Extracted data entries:

* * * *

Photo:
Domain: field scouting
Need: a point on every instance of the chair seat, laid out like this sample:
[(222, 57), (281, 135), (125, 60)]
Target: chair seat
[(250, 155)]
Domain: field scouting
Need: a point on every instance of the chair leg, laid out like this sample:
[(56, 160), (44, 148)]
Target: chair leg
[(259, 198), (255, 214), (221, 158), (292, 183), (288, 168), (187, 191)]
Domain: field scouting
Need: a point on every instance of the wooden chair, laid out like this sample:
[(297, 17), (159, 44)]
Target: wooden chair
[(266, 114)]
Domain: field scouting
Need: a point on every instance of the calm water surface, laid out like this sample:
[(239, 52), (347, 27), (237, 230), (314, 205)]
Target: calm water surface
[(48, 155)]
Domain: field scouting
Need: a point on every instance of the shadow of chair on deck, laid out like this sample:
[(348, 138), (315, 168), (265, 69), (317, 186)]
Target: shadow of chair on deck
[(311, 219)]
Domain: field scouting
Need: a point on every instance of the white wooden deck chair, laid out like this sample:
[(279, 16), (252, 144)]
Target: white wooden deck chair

* * * *

### WRITTEN TASK
Rewrite all of the data above, swapping every "field scouting" for "site survey" and leaving everything else unchanged.

### RESPONSE TO THE EXERCISE
Photo:
Domain: site survey
Need: a point on every instance of the chair seat, laid out like this sample:
[(222, 57), (281, 135), (125, 60)]
Target: chair seat
[(250, 155)]
Domain: site survey
Need: a point on every instance of the chair leg, laid out like this sample:
[(56, 160), (44, 148)]
Target: chair leg
[(259, 198), (255, 214), (221, 158), (292, 183), (288, 168), (187, 191)]
Domain: site survey
Need: a point on every instance of the wooden chair, laid out like this sample:
[(297, 17), (159, 44)]
Target: wooden chair
[(266, 114)]
Domain: site survey
Need: a point on every instance of the calm water surface, laid out like this sample:
[(239, 52), (347, 27), (237, 230), (314, 205)]
Target: calm water surface
[(48, 155)]
Domain: site survey
Need: a point on every instance of the shadow of chair on deck, laid out like this sample:
[(348, 138), (315, 168), (265, 69), (317, 186)]
Target: shadow of chair on deck
[(311, 219)]
Domain: site survey
Need: a point on every instance of the white wooden deck chair, laid out like this sample:
[(279, 16), (252, 144)]
Target: white wooden deck chair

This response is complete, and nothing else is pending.